┌──

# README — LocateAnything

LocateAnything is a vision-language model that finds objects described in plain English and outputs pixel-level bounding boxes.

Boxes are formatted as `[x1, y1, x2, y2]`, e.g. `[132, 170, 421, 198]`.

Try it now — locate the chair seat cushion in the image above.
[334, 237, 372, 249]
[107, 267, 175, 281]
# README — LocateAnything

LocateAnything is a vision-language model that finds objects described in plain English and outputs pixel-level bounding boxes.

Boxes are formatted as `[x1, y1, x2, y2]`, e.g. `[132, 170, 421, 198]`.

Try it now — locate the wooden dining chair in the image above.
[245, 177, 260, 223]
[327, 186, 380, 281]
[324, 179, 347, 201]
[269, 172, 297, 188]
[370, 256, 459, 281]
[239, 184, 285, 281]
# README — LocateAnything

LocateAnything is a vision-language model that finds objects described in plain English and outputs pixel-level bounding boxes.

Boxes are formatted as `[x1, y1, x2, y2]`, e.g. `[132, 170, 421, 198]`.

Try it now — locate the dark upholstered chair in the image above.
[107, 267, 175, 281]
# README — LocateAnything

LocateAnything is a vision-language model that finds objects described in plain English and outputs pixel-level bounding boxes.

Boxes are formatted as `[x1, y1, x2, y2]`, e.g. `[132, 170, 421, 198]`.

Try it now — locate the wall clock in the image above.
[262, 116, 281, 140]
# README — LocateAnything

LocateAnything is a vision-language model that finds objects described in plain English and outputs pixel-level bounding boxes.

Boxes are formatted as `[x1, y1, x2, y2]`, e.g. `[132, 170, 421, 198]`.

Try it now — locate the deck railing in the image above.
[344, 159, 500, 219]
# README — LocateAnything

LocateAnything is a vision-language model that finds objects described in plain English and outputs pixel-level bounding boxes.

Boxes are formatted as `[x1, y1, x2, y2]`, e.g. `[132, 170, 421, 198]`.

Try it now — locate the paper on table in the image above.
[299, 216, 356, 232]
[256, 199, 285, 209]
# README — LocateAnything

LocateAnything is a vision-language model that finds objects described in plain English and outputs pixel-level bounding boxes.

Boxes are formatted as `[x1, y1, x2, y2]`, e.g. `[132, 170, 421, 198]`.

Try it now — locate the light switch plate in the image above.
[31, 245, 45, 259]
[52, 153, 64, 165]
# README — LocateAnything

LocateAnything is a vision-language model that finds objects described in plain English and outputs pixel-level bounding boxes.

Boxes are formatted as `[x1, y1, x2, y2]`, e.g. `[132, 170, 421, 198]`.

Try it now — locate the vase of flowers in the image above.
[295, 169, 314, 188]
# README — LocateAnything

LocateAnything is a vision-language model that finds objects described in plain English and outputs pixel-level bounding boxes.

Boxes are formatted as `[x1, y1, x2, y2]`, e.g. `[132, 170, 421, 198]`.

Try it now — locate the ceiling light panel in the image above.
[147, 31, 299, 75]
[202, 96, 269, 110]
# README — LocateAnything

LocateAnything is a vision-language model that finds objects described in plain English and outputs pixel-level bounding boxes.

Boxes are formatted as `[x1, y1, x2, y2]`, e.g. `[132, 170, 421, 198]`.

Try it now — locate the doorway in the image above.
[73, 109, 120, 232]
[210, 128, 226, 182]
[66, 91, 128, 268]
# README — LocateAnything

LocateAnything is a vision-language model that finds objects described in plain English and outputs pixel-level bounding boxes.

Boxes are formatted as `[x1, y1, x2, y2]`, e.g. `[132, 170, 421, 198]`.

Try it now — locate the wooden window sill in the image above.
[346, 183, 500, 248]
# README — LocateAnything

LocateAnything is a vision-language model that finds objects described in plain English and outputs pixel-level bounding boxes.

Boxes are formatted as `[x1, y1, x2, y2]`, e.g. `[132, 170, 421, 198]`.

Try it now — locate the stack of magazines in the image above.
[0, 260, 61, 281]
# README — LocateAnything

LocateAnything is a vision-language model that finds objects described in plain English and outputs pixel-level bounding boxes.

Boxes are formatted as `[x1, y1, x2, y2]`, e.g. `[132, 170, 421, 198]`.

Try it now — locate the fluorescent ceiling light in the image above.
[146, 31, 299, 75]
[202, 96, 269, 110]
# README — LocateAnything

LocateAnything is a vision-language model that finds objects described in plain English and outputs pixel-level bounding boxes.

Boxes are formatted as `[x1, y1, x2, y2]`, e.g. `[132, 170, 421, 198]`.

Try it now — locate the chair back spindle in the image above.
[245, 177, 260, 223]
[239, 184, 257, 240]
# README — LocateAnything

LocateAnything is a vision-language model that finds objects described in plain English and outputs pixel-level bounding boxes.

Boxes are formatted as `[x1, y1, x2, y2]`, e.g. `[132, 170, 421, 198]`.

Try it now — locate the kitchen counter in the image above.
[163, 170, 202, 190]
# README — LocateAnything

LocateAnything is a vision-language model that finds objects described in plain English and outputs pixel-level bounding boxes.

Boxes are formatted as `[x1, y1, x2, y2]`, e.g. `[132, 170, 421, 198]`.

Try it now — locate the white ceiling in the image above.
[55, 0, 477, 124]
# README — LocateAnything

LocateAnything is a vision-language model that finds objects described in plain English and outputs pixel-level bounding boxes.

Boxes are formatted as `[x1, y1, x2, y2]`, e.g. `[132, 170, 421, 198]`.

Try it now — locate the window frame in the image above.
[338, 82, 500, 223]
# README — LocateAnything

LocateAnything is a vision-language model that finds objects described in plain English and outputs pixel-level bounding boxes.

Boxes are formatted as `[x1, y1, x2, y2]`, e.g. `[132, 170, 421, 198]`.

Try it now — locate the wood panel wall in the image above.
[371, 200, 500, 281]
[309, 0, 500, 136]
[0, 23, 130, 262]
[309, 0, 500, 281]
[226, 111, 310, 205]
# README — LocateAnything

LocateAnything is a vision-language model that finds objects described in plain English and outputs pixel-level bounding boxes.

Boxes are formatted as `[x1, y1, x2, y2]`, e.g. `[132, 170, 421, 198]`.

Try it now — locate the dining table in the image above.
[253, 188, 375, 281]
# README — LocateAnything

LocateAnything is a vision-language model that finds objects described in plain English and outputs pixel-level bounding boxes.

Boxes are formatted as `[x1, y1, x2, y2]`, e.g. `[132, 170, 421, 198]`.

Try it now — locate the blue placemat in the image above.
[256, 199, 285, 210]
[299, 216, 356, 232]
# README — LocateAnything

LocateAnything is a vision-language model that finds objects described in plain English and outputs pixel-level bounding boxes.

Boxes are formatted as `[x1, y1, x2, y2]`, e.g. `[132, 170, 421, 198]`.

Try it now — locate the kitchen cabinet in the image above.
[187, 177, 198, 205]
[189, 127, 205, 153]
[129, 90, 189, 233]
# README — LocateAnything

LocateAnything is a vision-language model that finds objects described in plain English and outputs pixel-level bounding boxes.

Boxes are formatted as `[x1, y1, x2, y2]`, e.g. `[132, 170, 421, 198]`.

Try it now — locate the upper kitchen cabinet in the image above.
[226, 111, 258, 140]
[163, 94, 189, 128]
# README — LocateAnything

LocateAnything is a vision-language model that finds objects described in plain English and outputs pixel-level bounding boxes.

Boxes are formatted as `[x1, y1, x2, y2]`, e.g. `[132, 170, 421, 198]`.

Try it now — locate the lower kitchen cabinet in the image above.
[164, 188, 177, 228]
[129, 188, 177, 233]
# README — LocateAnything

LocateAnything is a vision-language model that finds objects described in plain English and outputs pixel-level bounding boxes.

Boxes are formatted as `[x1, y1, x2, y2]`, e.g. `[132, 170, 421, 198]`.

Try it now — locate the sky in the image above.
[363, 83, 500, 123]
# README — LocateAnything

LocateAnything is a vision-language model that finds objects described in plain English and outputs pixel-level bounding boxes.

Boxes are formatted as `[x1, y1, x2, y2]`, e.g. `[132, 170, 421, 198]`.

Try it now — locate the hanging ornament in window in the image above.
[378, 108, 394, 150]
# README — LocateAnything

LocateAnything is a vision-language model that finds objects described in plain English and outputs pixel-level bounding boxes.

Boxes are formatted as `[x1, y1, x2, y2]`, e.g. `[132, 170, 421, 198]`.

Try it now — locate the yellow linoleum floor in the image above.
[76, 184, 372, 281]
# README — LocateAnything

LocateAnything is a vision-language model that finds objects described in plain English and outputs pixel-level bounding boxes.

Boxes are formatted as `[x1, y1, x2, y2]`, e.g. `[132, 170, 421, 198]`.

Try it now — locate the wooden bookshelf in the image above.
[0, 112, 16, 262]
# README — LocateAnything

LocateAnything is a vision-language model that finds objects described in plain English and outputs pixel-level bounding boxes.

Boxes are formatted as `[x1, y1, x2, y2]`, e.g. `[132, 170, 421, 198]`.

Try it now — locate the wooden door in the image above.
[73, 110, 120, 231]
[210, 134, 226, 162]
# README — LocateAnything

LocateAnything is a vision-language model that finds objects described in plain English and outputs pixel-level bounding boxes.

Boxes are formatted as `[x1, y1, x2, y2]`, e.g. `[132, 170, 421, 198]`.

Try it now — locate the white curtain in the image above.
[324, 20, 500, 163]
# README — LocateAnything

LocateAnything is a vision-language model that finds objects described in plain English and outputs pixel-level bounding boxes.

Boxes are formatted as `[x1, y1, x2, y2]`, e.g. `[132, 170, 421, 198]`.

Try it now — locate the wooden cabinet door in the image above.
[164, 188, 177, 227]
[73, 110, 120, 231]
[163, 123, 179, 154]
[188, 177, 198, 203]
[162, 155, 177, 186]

└──

[What the task asks] Which lines in the data contain the string "panel"? Pick out each of them and copy it in full, counting only matches with the same uppercase and lowercase letters.

[Solution]
Try it now — locate the ceiling light panel in the image above.
Try it now — locate the wood panel wall in the image above.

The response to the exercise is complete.